Alice Waters wants people to take better care of themselves and the Earth through some good cooking

UNION-TRIBUNE FOOD WRITER

November 28, 2007

 

At the end of a national book tour, Alice Waters was a bit tired but elated, the kind of feeling that follows pulling off a huge accomplishment.

 


 
CRISSY PASCUAL / Union-Tribune
Alice Waters signed copies of her latest book, "The Art of Simple Food," at The Books Works in Del Mar.
In this case, it was signing 700 copies of her latest book, “The Art of Simple Food” (Clarkson Potter, $35), during one afternoon at The Book Works in Del Mar.  

“It was the most books I've ever sold at one time,” Waters said with a slight smile. “This is the last day, and at the last moment of it, it is great to be here with my extended family, as intense and gratifying as it is.

“Everyone who comes here shops at the Chino Farm,” she added, referring to the renowned Rancho Santa Fe produce grower that she has long championed.

Not bad for a county that still gets shrugged off as amateurish when it comes to serious food culture. Asked why they were here, people milling around the store sipping little glasses of Touriga Nacional spoke as if they were quoting a press release on Waters.

“I've been an admirer of her work for so many years,” said Mary Rodriguez, an artist from Rancho Santa Fe. “She revolutionized eating in our country in restaurants, and she brought it into the lives of children.”

 
Waters, dressed in a mauve and blue Anthropologie-chic outfit, a tiny gold peace-sign necklace and Repetto ballet flats, quietly sipped some Stone Brewing Co. ale. It was one of the gifts bestowed by fans, along with a jar of honey and some olive oil from Temecula. All across the country, Waters said she met so many people who “get” her vision of what food should be about.

“We're talking to a different set of people with a different set of values,” she said. “It's not 'Fast Food Nation'; it's Slow Food nation.”

Ever since she came back from Europe in the late 1960s armed with ideas about cooking simply and working with local farmers to grow heirloom produce in season, Waters has been quietly changing the way people think about food.

**Supplied information:**
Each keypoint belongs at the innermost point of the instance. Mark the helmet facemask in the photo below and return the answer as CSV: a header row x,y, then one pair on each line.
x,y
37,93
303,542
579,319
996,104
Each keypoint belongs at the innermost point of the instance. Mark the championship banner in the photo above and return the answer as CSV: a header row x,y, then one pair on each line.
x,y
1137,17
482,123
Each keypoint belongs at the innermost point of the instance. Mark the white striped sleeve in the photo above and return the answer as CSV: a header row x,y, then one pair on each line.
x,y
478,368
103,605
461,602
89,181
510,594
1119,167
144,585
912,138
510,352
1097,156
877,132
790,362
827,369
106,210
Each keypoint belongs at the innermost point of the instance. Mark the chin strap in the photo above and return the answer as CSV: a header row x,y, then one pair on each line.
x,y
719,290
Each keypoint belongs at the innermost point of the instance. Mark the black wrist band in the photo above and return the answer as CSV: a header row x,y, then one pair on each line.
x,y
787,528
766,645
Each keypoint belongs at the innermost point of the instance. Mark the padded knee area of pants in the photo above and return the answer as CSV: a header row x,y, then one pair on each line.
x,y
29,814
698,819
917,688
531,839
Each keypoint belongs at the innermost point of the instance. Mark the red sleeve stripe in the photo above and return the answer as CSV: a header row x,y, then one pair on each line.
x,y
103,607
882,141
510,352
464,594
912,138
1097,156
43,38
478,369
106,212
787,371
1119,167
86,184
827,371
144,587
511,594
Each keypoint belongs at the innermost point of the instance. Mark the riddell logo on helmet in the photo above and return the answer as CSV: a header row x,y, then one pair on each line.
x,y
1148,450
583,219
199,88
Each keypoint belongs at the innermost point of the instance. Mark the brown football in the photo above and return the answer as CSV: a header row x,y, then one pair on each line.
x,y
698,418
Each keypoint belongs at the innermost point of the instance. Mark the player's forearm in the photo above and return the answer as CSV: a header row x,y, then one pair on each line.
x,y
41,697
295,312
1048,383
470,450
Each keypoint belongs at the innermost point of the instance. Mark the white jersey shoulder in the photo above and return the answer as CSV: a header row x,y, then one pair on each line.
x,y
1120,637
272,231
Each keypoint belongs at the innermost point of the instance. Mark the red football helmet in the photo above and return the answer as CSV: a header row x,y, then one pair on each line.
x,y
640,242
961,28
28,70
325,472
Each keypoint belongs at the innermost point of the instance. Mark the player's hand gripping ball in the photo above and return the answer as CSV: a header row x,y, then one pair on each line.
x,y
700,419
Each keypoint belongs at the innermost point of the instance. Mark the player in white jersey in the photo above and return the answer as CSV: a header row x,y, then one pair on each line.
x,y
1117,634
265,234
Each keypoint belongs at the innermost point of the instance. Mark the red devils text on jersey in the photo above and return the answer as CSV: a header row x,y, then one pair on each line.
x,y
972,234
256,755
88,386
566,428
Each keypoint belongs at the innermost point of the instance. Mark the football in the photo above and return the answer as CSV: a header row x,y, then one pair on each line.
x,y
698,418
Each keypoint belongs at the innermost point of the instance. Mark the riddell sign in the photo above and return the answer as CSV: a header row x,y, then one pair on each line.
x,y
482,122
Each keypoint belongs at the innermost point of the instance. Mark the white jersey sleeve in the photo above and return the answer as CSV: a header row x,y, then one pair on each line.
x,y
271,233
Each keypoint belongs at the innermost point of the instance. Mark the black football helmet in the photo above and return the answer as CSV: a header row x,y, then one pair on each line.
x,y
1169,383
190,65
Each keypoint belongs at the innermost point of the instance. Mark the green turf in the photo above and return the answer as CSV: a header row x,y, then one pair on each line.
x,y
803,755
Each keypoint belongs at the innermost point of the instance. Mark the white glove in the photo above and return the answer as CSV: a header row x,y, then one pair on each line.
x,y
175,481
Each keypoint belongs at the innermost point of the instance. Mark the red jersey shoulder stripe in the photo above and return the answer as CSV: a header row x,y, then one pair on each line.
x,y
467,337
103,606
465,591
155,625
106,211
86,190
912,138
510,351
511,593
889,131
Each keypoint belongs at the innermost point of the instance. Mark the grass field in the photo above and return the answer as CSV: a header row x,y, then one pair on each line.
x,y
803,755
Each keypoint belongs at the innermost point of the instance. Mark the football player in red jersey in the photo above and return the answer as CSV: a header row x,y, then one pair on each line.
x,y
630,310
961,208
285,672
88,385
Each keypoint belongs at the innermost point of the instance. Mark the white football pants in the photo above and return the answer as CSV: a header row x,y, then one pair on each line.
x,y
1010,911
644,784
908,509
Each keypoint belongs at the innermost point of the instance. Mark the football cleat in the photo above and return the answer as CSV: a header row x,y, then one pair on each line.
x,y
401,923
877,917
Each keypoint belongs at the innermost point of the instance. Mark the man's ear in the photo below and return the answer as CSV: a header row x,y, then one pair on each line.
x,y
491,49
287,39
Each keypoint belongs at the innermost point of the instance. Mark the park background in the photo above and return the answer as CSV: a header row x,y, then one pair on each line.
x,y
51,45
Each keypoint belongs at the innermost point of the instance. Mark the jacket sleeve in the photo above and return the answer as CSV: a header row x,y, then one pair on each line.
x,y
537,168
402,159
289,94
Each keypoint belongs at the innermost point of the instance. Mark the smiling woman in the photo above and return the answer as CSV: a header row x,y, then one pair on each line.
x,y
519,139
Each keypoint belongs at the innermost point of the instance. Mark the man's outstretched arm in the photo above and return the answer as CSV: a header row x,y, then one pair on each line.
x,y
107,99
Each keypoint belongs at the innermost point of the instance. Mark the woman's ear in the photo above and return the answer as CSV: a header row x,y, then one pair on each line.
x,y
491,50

**Tasks to carry out:**
1. Using the article about Alice Waters, decide whether each statement below agrees with it. Give yes or no for each, along with the exact words from the article that decide it. (a) Waters signed 700 copies of her latest book. (b) At the signing, Waters sipped wine. (c) Waters returned from Asia in the late 1960s.
2. According to the article about Alice Waters, what gifts did fans give her along with the ale?

**Task responses:**
1.
(a) Yes: "signing 700 copies of her latest book"
(b) No: "quietly sipped some Stone Brewing Co. ale"
(c) No: "she came back from Europe in the late 1960s"

2. A jar of honey and some olive oil from Temecula.